NC: Yeah. Anita Lane was one of the original members of the Bad Seeds when the music scene in Melbourne was starting to emerge. When we young guys were sort of coming out of art schools and off the streets and so forth, and starting to make bands. We were this sort of dark, drug addicted force, that circled around this girl, Anita Lane, who sort of emerged at the same time, who we all were in love with. She was just this gorgeous, laughing, light, bright, flaming force that had enormous influence over us all. And we were boyfriend and girlfriend for years. And then she made some lovely records of her own with Mick Harvey, but eventually became more and more reclusive.

I just taped a little bit of conversation on a phone call we were having. I would ring pretty regularly over the years and I just caught this little bit. Then I remembered I had this little bit of of her speaking, from a phone call, about how we used to write songs together. She’s sort of trapped in a little remembering loop. When she’s talking about that, her life had changed terribly. She was sort of locked in a house on her own, more or less. She’s remembering what it used to be like. It was incredibly affecting to put that on the end of that song.

JB: The last song on the album ends with this choir. And Ghosteen ended saying, “I’m waiting for my peace to come.” Do you feel that it has come?

NC: It would be wrong to say my life is peaceful. I don’t know. But I do have a very strong understanding of the nature of the world. I think I understand the world. I think I understand what human beings are like. I understand that human beings have true value. I understand the true problem within the world is a kind of demoralized, cynical view of of the world that we are fed continuously by the media and online. This idea that the world is of no true value and that human beings are only destructive forces. And I know that not to be true.

I feel deeply attached to the world and in awe of its beauty. I walk outside and look at the world, and I think it can’t help but be a beautiful place. Deeply troubled, deeply broken, deeply unjust, yet, extraordinarily beautiful. That’s that’s a helpful thing to know.

JB: I think that people have put on this idea that, maybe, for a while you represented the opposite of that feeling. Did you not believe that at one point?

NC: I mean, look, I think I was like most young people. The default setting was the world sucked, you know, and people sucked, and the systems that we create in society and all the rest. It all sucked.

Now this is a position that I understand very well, but it’s also an extraordinarily indulgent position. It’s a position held, I think, by people who largely are half-formed human beings, by which I mean that they’ve yet to be truly broken by something. They’ve yet to truly suffer.

They may be looking at the world and seeing all the suffering and railing against the suffering of the world. I totally understand that, but I don’t think they themselves have truly suffered. Once that happens to you, and it will, I mean, I’m not saying that there aren’t young people out there that terrible things have happened to. But in general, these things will eventually happen to you. And it changes the way you see the world. You can’t afford to look at the world in that way. Or if you can, you are truly destroyed. For people who suffer intense grief, there are those that can’t exist without wrapping themselves around the absence of the person that is no longer there. This is an extremely problematic, dangerous thing to do.

I think that for most of us, the trauma happens, and ultimately we’re able to turn around and look at the world and see it… See that we are part of a common river of suffering. I don’t mean that in a gloomy way. We’re just part of the brokenness of the world. We recognize ourselves in each other. And, therein lies the beauty of things. That we are vulnerable, precarious creatures. That’s a very beautiful thing.
- - - - - - -
PROBLEM 1 | In the interview, with whom did Anita Lane make records of her own?
PROBLEM 2 | Quote the interview word for word, covering the stretch from "JB: I think" through "It all sucked.".
- - - - - - -
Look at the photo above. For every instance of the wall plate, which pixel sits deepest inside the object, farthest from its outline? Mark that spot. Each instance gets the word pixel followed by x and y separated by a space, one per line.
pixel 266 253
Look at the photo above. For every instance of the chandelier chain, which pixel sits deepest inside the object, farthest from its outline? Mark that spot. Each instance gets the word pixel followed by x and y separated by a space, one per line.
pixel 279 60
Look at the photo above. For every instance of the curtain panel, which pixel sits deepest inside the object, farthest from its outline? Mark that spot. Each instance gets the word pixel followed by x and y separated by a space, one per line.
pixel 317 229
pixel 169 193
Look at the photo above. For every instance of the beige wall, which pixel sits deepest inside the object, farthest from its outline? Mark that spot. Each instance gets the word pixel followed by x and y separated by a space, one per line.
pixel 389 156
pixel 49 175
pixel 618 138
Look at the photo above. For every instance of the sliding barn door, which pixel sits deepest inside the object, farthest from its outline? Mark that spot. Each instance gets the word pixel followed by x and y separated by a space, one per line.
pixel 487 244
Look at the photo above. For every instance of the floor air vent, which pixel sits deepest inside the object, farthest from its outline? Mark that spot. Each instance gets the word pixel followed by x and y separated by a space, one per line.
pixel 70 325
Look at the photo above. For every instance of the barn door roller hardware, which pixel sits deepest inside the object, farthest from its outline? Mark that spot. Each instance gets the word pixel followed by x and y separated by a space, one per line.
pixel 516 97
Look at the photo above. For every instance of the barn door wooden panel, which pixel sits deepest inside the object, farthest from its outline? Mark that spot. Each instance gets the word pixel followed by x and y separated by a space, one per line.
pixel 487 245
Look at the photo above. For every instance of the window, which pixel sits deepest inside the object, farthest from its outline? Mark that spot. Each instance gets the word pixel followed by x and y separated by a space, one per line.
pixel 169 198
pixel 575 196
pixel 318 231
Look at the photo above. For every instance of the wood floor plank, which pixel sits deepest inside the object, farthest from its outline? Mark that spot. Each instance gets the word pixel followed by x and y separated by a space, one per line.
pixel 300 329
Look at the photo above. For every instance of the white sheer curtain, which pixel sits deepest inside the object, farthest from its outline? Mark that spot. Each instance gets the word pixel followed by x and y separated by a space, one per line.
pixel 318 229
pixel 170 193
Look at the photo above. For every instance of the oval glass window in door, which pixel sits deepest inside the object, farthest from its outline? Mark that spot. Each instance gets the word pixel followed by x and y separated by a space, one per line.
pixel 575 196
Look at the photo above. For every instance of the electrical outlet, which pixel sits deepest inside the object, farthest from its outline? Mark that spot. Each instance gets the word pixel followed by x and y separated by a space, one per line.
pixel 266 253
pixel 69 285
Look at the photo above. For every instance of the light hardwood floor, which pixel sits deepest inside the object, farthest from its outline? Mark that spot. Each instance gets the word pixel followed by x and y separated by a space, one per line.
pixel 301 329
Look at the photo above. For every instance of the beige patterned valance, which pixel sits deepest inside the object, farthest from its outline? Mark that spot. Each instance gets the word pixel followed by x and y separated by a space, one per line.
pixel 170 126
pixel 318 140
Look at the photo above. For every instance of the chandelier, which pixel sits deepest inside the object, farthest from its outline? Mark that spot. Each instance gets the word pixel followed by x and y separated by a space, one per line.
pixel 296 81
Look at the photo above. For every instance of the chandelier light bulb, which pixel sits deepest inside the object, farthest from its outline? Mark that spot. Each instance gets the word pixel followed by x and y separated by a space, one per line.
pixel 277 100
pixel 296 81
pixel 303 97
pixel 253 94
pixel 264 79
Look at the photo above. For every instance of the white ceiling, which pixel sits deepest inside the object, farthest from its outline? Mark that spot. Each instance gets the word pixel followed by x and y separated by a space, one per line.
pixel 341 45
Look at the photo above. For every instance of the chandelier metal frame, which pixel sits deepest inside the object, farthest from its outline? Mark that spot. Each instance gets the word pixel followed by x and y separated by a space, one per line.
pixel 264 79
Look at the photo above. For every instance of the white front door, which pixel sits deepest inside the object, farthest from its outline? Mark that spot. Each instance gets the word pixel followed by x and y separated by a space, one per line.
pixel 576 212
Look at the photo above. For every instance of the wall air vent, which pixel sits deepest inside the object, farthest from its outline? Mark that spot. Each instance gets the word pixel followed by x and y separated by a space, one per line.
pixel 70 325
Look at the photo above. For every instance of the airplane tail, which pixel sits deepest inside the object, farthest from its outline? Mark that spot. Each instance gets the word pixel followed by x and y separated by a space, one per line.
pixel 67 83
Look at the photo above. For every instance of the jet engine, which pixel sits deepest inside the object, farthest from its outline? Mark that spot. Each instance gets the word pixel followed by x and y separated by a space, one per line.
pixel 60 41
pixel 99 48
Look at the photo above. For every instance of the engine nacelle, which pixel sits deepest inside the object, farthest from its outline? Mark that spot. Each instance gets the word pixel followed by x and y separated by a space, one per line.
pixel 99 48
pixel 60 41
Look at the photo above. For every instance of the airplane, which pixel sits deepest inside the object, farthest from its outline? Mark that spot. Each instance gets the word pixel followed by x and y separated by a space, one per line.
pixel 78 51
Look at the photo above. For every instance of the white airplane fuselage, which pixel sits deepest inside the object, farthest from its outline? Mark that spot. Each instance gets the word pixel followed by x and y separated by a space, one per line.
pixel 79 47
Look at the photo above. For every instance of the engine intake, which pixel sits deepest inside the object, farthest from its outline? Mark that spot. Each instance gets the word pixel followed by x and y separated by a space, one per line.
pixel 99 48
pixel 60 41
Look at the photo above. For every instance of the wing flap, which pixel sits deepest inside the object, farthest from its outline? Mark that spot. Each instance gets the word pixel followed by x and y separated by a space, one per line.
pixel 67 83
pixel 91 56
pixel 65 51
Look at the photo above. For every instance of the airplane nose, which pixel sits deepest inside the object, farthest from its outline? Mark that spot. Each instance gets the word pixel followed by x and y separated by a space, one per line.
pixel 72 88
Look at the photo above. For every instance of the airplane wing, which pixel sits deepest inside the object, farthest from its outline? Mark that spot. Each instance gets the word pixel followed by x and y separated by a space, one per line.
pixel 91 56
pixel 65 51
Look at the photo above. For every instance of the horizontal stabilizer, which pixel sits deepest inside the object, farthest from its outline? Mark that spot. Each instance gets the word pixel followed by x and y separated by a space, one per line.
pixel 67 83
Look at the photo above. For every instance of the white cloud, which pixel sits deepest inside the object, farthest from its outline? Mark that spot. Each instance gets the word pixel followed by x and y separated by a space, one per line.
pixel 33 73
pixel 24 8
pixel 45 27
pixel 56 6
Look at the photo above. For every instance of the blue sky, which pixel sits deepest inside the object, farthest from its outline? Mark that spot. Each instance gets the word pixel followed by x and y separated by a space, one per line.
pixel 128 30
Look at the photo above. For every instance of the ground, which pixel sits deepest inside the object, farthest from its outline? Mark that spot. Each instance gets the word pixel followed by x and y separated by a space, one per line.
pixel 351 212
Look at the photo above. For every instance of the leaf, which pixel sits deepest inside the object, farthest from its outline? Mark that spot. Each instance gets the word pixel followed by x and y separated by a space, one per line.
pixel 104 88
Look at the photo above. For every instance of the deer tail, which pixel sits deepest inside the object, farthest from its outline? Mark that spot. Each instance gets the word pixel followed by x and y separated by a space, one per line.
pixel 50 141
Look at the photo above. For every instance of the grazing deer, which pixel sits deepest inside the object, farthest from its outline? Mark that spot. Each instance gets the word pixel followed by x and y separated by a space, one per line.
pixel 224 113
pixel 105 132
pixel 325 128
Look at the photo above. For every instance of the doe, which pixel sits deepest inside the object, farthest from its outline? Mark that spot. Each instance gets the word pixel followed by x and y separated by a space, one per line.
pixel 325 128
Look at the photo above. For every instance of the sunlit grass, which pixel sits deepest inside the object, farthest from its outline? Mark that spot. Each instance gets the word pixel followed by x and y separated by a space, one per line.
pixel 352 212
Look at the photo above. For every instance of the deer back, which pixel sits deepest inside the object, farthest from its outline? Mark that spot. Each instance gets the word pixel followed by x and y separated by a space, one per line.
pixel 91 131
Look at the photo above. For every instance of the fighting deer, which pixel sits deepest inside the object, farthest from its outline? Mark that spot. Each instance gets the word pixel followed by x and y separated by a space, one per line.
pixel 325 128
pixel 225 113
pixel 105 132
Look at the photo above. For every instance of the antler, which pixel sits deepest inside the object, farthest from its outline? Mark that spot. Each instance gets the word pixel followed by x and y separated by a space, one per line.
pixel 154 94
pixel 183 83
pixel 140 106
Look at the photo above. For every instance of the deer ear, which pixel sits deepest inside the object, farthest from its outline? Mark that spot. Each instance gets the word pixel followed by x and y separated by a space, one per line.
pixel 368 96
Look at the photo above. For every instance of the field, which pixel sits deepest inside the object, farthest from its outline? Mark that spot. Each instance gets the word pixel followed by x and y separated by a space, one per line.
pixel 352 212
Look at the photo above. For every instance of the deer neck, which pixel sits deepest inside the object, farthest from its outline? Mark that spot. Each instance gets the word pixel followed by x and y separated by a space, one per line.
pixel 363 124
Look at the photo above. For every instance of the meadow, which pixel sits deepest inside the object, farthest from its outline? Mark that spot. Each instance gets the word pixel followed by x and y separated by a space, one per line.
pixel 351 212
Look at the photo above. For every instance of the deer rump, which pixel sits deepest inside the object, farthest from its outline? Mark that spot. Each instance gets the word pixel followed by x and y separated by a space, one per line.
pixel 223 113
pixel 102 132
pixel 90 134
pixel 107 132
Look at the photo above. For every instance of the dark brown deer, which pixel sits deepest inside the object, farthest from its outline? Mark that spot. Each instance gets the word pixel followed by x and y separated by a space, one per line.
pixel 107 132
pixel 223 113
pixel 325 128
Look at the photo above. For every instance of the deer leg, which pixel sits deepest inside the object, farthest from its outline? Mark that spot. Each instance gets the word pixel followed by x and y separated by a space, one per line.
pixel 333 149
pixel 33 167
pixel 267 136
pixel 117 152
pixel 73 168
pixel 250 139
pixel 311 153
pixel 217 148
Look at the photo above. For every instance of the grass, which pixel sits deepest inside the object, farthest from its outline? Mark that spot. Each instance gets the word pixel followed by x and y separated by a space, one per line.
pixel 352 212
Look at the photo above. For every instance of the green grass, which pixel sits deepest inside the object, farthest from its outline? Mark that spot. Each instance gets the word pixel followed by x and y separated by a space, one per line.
- - - - - - -
EXPECTED ANSWER 1 | She made them with Mick Harvey.

EXPECTED ANSWER 2 |
JB: I think that people have put on this idea that, maybe, for a while you represented the opposite of that feeling. Did you not believe that at one point?

NC: I mean, look, I think I was like most young people. The default setting was the world sucked, you know, and people sucked, and the systems that we create in society and all the rest. It all sucked.